▸ **Description of the task**
From the article on text segmentation metrics, extract the passage from "Both models have" up to and including "true segment number.", copying it word for word.

▸ **Page excerpt**

________________

Measuring Text Segmentation Success: A Deep Dive into Key Metrics

August 12, 2023

Task

I’m currently working on a new pet project centered around podcasts. The initial objective of this project is to identify timestamps when podcast hosts transition to discussing new topics. This task is commonly referred to as Text Segmentation:

Text segmentation involves breaking down written text into meaningful units, such as words, sentences, or topics. [Wikipedia]

To test this concept, I’ll use the Russian podcast DevZen as an example. Over the past 9 years, the hosts have been discussing various subjects related to technology, software engineering, and databases on a weekly basis.

Metrics

Precision and Recall

Precision — the percentage of predicted boundaries that match actual boundaries.

Recall — the percentage of actual boundaries that are correctly predicted by the model.

However, this metric might be too coarse in scenarios where predictions are close but not exact matches. Such cases are called “near misses,” where the model predicts boundaries that are in close proximity to the actual boundaries. An example is provided below.

Consider a reference segmentation: AAA|BBBB|CC, where AAA, BBBB, CC are “segments,” and vertical lines represent boundaries. An algorithm’s task is to predict these boundaries.

Now, let’s compare Model-A and Model-B using the following table:

|   Name  | Segmentation |
|:--------|:-------------|
| Ref     | AAA|BBBB|CC  |
| Model-A | AA|BBBBBB|C  |
| Model-B | A|BBB|CCC|D  |

Both models have a precision and recall equal to 0 based on traditional definitions. However, it is clear that Model-A performs much better than Model-B, as the difference between its predictions and the reference segmentation is significantly smaller.

Hence, the traditional precision-recall metric might not be the best choice for evaluating this task due to its inability to capture nuanced performance differences in near misses.

Pk

The Pk metric is calculated using a sliding window-based approach. The window size is typically set to half of the average true segment number.

________________

▸ **Information supplied**
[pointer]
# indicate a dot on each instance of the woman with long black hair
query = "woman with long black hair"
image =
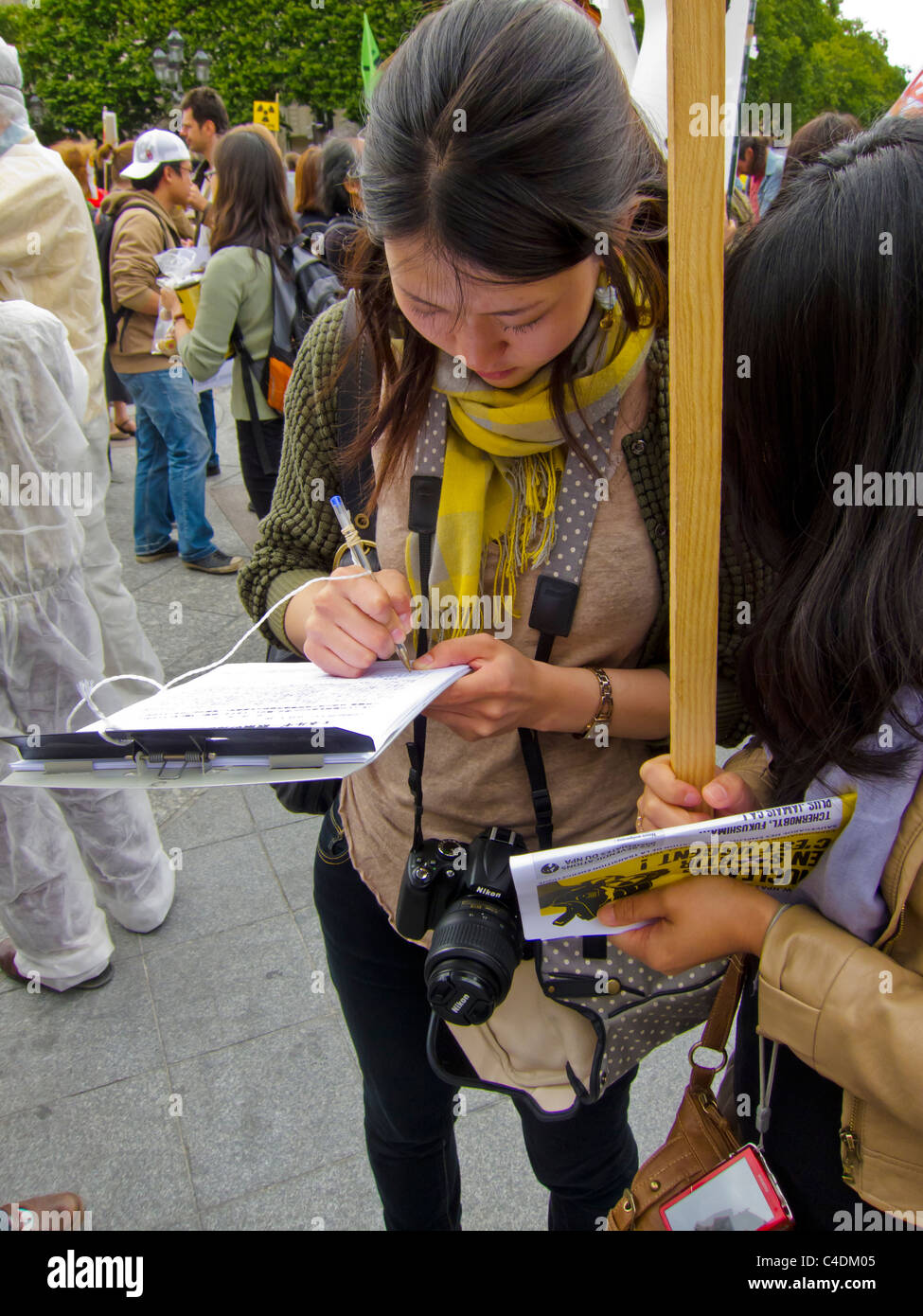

________________

▸ **The response**
Both models have a precision and recall equal to 0 based on traditional definitions. However, it is clear that Model-A performs much better than Model-B, as the difference between its predictions and the reference segmentation is significantly smaller.

Hence, the traditional precision-recall metric might not be the best choice for evaluating this task due to its inability to capture nuanced performance differences in near misses.

Pk

The Pk metric is calculated using a sliding window-based approach. The window size is typically set to half of the average true segment number.